Object pointing dataset entries
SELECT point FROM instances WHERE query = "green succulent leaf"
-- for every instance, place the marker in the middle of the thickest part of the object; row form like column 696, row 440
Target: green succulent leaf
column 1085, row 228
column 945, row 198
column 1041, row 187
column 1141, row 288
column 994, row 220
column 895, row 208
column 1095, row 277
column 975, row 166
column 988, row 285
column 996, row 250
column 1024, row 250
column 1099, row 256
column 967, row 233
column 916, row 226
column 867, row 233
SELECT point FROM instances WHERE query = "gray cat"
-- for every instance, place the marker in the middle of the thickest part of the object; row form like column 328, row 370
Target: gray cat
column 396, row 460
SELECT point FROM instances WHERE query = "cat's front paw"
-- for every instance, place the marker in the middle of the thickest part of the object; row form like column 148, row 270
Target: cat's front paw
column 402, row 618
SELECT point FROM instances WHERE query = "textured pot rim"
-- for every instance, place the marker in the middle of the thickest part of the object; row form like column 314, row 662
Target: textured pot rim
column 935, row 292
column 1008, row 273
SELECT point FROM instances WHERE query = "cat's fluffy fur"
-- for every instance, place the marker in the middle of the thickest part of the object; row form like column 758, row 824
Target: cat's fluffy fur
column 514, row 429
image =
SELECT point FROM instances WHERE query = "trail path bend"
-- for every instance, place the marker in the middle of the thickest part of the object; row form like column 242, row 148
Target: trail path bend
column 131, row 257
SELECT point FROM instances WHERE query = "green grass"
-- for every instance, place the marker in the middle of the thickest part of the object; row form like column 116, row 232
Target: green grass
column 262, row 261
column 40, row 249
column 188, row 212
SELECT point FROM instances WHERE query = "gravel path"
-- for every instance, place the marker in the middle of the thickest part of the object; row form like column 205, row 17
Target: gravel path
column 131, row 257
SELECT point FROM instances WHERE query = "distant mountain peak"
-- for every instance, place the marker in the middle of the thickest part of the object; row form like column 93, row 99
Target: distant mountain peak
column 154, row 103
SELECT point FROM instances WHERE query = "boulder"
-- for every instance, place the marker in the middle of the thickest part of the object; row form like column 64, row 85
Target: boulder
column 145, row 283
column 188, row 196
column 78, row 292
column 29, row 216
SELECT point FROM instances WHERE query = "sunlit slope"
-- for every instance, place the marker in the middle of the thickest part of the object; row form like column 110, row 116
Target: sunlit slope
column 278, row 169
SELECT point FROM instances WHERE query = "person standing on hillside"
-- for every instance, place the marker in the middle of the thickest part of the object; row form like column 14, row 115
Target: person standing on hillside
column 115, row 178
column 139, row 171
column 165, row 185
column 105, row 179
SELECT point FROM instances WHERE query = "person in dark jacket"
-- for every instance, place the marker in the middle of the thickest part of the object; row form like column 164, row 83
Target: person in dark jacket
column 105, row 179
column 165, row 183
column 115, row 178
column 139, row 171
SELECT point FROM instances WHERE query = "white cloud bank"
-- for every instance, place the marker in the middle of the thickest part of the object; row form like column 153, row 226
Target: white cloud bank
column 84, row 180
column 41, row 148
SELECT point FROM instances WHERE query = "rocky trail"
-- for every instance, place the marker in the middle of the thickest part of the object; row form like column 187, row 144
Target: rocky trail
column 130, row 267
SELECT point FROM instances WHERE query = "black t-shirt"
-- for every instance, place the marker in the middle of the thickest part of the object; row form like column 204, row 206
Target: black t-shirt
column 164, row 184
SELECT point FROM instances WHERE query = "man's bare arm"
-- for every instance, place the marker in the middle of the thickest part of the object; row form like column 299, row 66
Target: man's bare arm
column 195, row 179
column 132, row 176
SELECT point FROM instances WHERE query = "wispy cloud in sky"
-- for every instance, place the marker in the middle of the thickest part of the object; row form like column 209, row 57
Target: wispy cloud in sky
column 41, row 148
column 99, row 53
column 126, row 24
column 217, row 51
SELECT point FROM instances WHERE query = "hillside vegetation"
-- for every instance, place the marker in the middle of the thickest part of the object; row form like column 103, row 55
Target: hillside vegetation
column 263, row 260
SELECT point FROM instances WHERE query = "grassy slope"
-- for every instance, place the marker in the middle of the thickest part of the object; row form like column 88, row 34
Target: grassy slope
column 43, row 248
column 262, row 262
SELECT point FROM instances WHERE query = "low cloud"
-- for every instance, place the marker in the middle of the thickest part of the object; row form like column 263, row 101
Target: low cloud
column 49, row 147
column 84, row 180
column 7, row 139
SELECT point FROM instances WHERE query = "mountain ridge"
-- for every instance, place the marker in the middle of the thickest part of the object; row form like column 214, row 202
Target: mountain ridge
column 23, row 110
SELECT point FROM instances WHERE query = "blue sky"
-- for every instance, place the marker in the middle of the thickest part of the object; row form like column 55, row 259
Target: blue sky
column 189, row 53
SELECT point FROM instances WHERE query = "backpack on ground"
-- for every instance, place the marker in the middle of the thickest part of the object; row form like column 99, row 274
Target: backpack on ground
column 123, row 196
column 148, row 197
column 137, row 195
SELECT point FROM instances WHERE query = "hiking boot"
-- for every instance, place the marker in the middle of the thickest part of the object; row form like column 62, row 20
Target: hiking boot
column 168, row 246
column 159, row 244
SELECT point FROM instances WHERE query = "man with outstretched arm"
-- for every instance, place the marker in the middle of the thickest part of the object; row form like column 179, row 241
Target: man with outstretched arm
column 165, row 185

▶ Task requirements:
Convert these lines into a JSON list of strings, one string per line, leaving out blank lines and covering all of the entries.

▶ Full solution:
[
  "SELECT point FROM instances WHERE query = \"green succulent leaf\"",
  "-- for every instance, place the marker in the middle of the thickest part of the object; row form like column 696, row 440",
  "Target: green succulent leaf",
  "column 1085, row 228",
  "column 945, row 198",
  "column 1041, row 187",
  "column 1141, row 288",
  "column 994, row 220",
  "column 895, row 208",
  "column 1095, row 277",
  "column 975, row 166",
  "column 988, row 285",
  "column 996, row 250",
  "column 1024, row 250",
  "column 1099, row 256",
  "column 967, row 233",
  "column 916, row 226",
  "column 867, row 233",
  "SELECT point FROM instances WHERE query = \"gray cat\"",
  "-- for every instance, place the marker in the middle of the thickest part of the object; row form like column 328, row 370",
  "Target: gray cat",
  "column 396, row 460",
  "SELECT point FROM instances WHERE query = \"cat's front paw\"",
  "-- for every instance, place the marker in the middle of the thickest part of the object; row form like column 148, row 270",
  "Target: cat's front paw",
  "column 402, row 618",
  "SELECT point FROM instances WHERE query = \"textured pot rim\"",
  "-- for every instance, place the marker in the middle of the thickest part of the object; row form like column 314, row 662",
  "Target: textured pot rim",
  "column 935, row 292",
  "column 1008, row 273",
  "SELECT point FROM instances WHERE query = \"cat's fluffy fur\"",
  "-- for every instance, place the marker in the middle of the thickest part of the object; row form like column 758, row 824",
  "Target: cat's fluffy fur",
  "column 514, row 429",
  "image =",
  "SELECT point FROM instances WHERE query = \"trail path bend\"",
  "-- for every instance, place the marker in the middle of the thickest part of the object; row form like column 242, row 148",
  "Target: trail path bend",
  "column 131, row 257",
  "SELECT point FROM instances WHERE query = \"green grass\"",
  "-- for every instance, place the marker in the middle of the thickest part of the object; row form like column 116, row 232",
  "Target: green grass",
  "column 262, row 261",
  "column 40, row 249",
  "column 188, row 212",
  "SELECT point FROM instances WHERE query = \"gravel path\"",
  "-- for every instance, place the marker in the middle of the thickest part of the object; row form like column 205, row 17",
  "Target: gravel path",
  "column 131, row 257",
  "SELECT point FROM instances WHERE query = \"distant mountain peak\"",
  "-- for every instance, place the marker in the middle of the thickest part of the object; row form like column 93, row 99",
  "Target: distant mountain peak",
  "column 154, row 103",
  "SELECT point FROM instances WHERE query = \"boulder\"",
  "-- for every instance, place the marker in the middle of the thickest part of the object; row form like column 64, row 85",
  "Target: boulder",
  "column 145, row 283",
  "column 188, row 196",
  "column 78, row 292",
  "column 29, row 216",
  "SELECT point FROM instances WHERE query = \"sunlit slope\"",
  "-- for every instance, place the marker in the middle of the thickest part of the object; row form like column 110, row 116",
  "Target: sunlit slope",
  "column 278, row 169",
  "SELECT point FROM instances WHERE query = \"person standing on hillside\"",
  "-- for every instance, place the marker in the middle of the thickest part of the object; row form like column 14, row 115",
  "Target: person standing on hillside",
  "column 115, row 178",
  "column 139, row 171",
  "column 165, row 185",
  "column 105, row 179",
  "SELECT point FROM instances WHERE query = \"person in dark jacket\"",
  "-- for every instance, place the marker in the middle of the thickest part of the object; row form like column 164, row 83",
  "Target: person in dark jacket",
  "column 105, row 179",
  "column 165, row 183",
  "column 115, row 178",
  "column 139, row 171",
  "SELECT point FROM instances WHERE query = \"white cloud bank\"",
  "-- for every instance, place the marker in the middle of the thickest part of the object; row form like column 153, row 226",
  "Target: white cloud bank",
  "column 84, row 180",
  "column 41, row 148",
  "SELECT point FROM instances WHERE query = \"rocky trail\"",
  "-- for every instance, place the marker in the middle of the thickest part of the object; row form like column 187, row 144",
  "Target: rocky trail",
  "column 130, row 267",
  "SELECT point FROM instances WHERE query = \"black t-shirt\"",
  "-- for every instance, place the marker in the middle of the thickest part of the object; row form like column 204, row 206",
  "Target: black t-shirt",
  "column 164, row 184",
  "SELECT point FROM instances WHERE query = \"man's bare arm\"",
  "-- for every instance, place the marker in the middle of the thickest part of the object; row form like column 299, row 66",
  "Target: man's bare arm",
  "column 195, row 179",
  "column 132, row 176",
  "SELECT point FROM instances WHERE query = \"wispy cloud in sky\"",
  "-- for every instance, place the marker in the middle of the thickest part of the object; row form like column 209, row 57",
  "Target: wispy cloud in sky",
  "column 41, row 148",
  "column 99, row 53",
  "column 126, row 24",
  "column 217, row 51",
  "SELECT point FROM instances WHERE query = \"hillside vegetation\"",
  "-- for every instance, place the marker in the middle of the thickest part of the object; row form like column 103, row 55",
  "Target: hillside vegetation",
  "column 263, row 260",
  "SELECT point FROM instances WHERE query = \"grassy slope\"",
  "-- for every instance, place the marker in the middle of the thickest part of the object; row form like column 88, row 34",
  "Target: grassy slope",
  "column 43, row 248",
  "column 262, row 262",
  "SELECT point FROM instances WHERE query = \"low cloud\"",
  "-- for every instance, place the marker in the middle of the thickest part of the object; row form like column 263, row 101",
  "Target: low cloud",
  "column 49, row 147",
  "column 84, row 180",
  "column 7, row 139",
  "SELECT point FROM instances WHERE query = \"mountain ridge\"",
  "-- for every instance, place the marker in the middle of the thickest part of the object; row form like column 214, row 202",
  "Target: mountain ridge",
  "column 23, row 110",
  "SELECT point FROM instances WHERE query = \"blue sky\"",
  "-- for every instance, place the marker in the middle of the thickest part of the object; row form like column 55, row 259",
  "Target: blue sky",
  "column 189, row 53",
  "SELECT point FROM instances WHERE query = \"backpack on ground\"",
  "-- for every instance, place the marker in the middle of the thickest part of the object; row form like column 99, row 274",
  "Target: backpack on ground",
  "column 123, row 196",
  "column 148, row 197",
  "column 137, row 195",
  "SELECT point FROM instances WHERE query = \"hiking boot\"",
  "-- for every instance, place the marker in the middle of the thickest part of the object; row form like column 62, row 20",
  "Target: hiking boot",
  "column 168, row 246",
  "column 159, row 244",
  "SELECT point FROM instances WHERE query = \"man with outstretched arm\"",
  "-- for every instance, place the marker in the middle of the thickest part of the object; row form like column 179, row 241",
  "Target: man with outstretched arm",
  "column 165, row 185"
]